** Pointing dataset excerpts **
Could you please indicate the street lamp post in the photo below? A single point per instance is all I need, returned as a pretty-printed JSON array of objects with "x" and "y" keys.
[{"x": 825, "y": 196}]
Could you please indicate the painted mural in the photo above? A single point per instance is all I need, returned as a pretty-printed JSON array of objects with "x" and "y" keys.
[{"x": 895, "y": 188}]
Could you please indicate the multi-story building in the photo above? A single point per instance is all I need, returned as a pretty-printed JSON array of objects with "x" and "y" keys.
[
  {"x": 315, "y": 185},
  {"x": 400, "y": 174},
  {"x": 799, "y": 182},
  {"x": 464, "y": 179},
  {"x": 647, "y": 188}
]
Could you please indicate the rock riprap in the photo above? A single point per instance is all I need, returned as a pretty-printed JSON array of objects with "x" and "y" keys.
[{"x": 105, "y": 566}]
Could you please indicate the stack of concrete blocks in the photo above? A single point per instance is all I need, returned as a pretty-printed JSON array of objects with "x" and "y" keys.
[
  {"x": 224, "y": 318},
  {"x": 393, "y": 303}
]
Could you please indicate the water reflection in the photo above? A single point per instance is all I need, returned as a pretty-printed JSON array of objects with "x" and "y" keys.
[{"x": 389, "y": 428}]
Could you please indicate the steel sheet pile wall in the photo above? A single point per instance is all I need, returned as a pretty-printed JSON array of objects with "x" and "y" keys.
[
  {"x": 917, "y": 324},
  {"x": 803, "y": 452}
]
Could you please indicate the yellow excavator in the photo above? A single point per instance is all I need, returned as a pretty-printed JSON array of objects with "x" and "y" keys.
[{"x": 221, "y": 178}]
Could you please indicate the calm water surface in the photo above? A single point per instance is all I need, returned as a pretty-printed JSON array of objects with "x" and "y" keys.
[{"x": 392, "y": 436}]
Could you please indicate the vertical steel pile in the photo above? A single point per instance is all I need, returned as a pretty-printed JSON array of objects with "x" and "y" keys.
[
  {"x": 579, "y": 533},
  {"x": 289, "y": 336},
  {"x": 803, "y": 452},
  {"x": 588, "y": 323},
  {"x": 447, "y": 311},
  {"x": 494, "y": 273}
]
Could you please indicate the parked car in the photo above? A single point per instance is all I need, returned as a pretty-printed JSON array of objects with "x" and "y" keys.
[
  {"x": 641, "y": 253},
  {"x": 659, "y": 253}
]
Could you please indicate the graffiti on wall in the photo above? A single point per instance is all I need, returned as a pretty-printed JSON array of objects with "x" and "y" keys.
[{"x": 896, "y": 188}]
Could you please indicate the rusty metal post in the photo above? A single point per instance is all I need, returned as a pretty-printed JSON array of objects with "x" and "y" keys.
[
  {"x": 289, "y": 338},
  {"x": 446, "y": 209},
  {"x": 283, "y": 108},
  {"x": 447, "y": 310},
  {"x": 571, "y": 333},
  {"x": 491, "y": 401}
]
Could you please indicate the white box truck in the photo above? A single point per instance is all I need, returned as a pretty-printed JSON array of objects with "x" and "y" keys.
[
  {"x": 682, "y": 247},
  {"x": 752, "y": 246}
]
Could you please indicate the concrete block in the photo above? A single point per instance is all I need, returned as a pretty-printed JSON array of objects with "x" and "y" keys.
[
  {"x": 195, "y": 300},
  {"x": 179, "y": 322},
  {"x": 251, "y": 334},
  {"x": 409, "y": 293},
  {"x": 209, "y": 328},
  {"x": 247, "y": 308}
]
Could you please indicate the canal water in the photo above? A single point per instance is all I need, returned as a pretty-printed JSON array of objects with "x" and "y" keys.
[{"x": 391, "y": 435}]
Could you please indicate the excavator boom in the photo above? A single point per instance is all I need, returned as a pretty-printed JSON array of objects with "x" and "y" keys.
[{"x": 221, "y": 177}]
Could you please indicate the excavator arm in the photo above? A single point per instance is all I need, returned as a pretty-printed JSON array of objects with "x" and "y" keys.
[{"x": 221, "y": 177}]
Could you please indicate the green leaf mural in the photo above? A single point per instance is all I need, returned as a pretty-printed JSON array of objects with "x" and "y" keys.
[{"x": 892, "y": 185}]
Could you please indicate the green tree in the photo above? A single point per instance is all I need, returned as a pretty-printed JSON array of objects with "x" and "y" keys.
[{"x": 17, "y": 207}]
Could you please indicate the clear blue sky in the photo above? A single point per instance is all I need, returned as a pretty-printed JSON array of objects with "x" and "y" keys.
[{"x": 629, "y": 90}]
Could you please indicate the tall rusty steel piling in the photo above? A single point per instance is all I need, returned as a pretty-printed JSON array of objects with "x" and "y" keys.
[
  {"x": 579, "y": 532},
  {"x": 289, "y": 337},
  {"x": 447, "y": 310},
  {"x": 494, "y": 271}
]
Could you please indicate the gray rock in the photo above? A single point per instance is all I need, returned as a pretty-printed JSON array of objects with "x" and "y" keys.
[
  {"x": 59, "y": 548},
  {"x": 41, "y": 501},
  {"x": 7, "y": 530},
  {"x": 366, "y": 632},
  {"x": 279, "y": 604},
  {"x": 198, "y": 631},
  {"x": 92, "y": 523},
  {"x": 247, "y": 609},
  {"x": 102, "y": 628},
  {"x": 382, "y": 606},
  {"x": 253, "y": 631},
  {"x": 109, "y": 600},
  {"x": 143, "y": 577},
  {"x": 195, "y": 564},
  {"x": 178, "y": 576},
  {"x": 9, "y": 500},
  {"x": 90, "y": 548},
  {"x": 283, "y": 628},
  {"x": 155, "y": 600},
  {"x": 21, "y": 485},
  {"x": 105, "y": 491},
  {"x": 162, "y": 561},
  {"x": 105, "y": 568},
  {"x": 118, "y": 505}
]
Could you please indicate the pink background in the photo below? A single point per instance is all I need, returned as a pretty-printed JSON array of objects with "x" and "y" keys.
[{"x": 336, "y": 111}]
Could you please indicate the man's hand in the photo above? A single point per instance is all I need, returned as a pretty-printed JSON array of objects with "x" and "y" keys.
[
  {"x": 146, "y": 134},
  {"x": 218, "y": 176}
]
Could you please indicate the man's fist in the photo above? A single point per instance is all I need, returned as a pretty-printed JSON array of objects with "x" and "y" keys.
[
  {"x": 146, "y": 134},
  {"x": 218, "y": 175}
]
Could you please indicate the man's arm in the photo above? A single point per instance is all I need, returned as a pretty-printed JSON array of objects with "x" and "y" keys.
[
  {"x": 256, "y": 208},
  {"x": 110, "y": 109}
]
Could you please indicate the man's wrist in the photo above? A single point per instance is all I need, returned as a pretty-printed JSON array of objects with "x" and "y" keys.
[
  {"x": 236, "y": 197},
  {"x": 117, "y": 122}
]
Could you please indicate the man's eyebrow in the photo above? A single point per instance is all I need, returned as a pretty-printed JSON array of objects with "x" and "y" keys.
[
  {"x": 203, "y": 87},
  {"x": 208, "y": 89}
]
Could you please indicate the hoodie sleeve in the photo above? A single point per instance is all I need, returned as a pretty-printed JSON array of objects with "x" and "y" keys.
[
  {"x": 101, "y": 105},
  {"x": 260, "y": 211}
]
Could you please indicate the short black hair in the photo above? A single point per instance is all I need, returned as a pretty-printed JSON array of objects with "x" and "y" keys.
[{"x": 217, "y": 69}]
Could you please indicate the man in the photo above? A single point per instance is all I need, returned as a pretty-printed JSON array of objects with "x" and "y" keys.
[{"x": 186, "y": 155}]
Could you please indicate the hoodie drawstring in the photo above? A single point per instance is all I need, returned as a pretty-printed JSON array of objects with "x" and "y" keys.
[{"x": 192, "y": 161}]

** DO THIS **
The required output is the span of lines from the one containing "Could you please indicate the man's arm" to the last line, reproduced character for character.

** ANSWER TO THE EXERCISE **
Could you please indicate the man's arm in the photo above? A single point per instance is all I need, returned as a pretty-printed JSON array of objects with "x" and "y" keys.
[
  {"x": 256, "y": 208},
  {"x": 110, "y": 109}
]
Could you please indicate the man's wrist in the photo above? A single point per instance is all I need, returned as a pretty-printed JSON array of objects with "x" and "y" keys.
[
  {"x": 236, "y": 197},
  {"x": 117, "y": 122}
]
Could you please indicate the man's eyebrow in the photo above? A single point per instance is all I need, returned as a pretty-printed JSON array of objects with "x" and "y" keys.
[
  {"x": 203, "y": 87},
  {"x": 208, "y": 89}
]
Could you please indicate the hoodie sleeve in the photo above? A single point per instance is all I need, returned as a pretty-printed JSON array of objects with "x" and "y" keys.
[
  {"x": 101, "y": 105},
  {"x": 260, "y": 211}
]
Could you please indicate the short black hair in the photo above? A single point per instance is all I need, returned as a pretty-printed JSON array of objects with "x" and "y" keys.
[{"x": 217, "y": 69}]
Could you please indicate the man in the photo above? A single point per instance is all I need, returned as a pretty-printed JSON array of objects with "x" and "y" keys.
[{"x": 186, "y": 155}]
Could you please indicate the hoodie drawstring in the photo above? A single point per instance is all I need, returned as a pretty-printed JSON array of objects with "x" and "y" keys.
[{"x": 192, "y": 161}]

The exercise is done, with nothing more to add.